Task directions.
Return each line of the data below that contains the string "face". Letter case counts.

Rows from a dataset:
## START
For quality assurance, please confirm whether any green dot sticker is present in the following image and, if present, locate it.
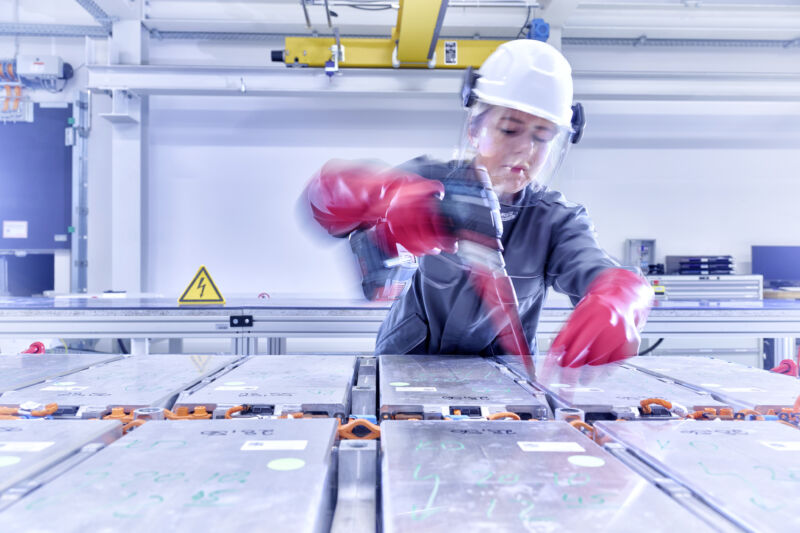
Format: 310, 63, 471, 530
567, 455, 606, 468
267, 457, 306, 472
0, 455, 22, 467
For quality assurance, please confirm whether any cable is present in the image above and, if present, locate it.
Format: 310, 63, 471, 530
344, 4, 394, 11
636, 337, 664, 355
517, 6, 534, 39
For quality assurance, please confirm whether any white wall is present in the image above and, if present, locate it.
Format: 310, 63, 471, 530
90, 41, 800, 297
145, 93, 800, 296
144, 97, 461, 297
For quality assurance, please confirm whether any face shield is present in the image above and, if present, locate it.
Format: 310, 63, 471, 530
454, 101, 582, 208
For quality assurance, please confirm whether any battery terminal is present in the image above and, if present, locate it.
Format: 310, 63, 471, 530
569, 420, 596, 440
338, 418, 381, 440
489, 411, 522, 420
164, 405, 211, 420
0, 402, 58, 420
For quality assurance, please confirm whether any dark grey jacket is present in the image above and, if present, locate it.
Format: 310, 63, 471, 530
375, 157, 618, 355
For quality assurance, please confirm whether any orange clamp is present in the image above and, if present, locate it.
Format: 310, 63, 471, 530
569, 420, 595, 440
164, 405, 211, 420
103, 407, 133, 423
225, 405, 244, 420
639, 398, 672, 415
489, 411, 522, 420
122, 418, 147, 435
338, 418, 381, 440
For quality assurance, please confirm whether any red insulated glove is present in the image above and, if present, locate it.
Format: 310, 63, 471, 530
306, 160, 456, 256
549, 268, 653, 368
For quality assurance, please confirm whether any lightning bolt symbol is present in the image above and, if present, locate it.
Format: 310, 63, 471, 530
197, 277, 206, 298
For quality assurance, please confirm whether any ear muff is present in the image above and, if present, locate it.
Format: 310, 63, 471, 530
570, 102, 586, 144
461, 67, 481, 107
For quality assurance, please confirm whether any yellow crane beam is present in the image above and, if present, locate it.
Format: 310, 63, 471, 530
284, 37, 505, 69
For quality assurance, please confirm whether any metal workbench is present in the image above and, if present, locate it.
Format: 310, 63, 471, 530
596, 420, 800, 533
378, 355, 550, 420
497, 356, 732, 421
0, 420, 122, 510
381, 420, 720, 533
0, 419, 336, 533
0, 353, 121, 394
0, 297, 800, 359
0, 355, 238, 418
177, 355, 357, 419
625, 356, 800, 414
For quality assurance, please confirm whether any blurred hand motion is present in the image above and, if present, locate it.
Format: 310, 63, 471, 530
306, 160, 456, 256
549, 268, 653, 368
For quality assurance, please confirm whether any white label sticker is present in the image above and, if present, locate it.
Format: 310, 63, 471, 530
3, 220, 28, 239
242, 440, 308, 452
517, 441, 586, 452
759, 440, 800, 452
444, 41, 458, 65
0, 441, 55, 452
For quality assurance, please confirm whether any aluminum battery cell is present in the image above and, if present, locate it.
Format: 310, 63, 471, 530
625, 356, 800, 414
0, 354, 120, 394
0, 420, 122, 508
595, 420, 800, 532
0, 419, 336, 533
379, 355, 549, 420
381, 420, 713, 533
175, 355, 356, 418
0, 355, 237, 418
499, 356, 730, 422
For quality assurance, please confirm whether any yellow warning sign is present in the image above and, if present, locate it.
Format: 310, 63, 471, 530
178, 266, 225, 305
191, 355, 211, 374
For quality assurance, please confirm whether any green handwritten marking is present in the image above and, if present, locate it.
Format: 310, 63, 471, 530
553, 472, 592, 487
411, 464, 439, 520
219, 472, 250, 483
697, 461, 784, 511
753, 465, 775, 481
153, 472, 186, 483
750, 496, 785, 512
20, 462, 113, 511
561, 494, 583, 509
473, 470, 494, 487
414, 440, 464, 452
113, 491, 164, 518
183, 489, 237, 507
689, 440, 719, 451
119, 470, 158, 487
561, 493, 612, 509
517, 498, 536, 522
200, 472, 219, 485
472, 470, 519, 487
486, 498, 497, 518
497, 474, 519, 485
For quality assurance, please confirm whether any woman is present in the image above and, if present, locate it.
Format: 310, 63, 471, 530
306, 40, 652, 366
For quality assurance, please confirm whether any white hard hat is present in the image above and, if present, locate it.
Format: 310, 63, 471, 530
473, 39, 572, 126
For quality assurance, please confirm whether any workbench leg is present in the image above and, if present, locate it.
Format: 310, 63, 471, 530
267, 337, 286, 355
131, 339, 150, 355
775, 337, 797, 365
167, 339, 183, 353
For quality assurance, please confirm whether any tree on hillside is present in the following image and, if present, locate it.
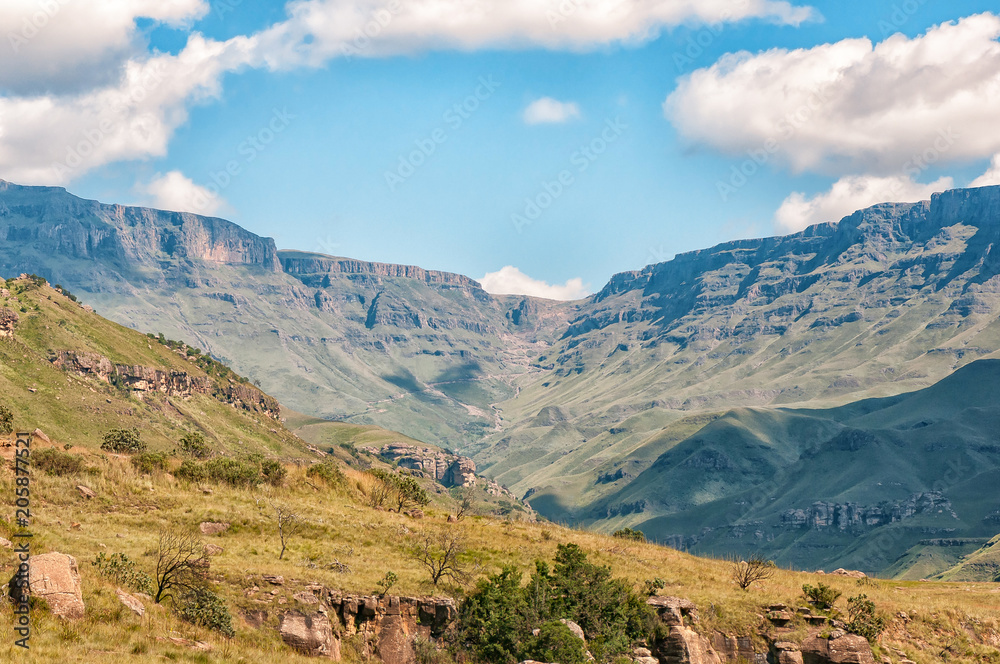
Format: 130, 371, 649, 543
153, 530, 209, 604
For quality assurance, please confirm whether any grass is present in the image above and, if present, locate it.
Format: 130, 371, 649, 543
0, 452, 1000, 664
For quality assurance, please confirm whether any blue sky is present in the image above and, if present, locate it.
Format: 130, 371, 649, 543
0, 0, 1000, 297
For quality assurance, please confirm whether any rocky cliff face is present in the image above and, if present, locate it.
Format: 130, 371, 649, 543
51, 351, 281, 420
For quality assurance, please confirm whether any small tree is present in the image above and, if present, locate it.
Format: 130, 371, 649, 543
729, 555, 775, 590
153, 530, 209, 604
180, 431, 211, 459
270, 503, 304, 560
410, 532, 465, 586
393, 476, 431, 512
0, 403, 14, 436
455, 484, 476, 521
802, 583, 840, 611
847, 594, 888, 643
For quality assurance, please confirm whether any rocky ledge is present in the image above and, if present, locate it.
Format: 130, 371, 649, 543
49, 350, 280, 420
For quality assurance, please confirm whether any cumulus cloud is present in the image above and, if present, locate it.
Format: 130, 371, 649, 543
## END
Reply.
For quality assurance, please confirm whether any face shield is present in the image above and, if present, locate it.
For quality assurance, please confirm whether any rocky cliff face is present in the image above and, if present, locate it.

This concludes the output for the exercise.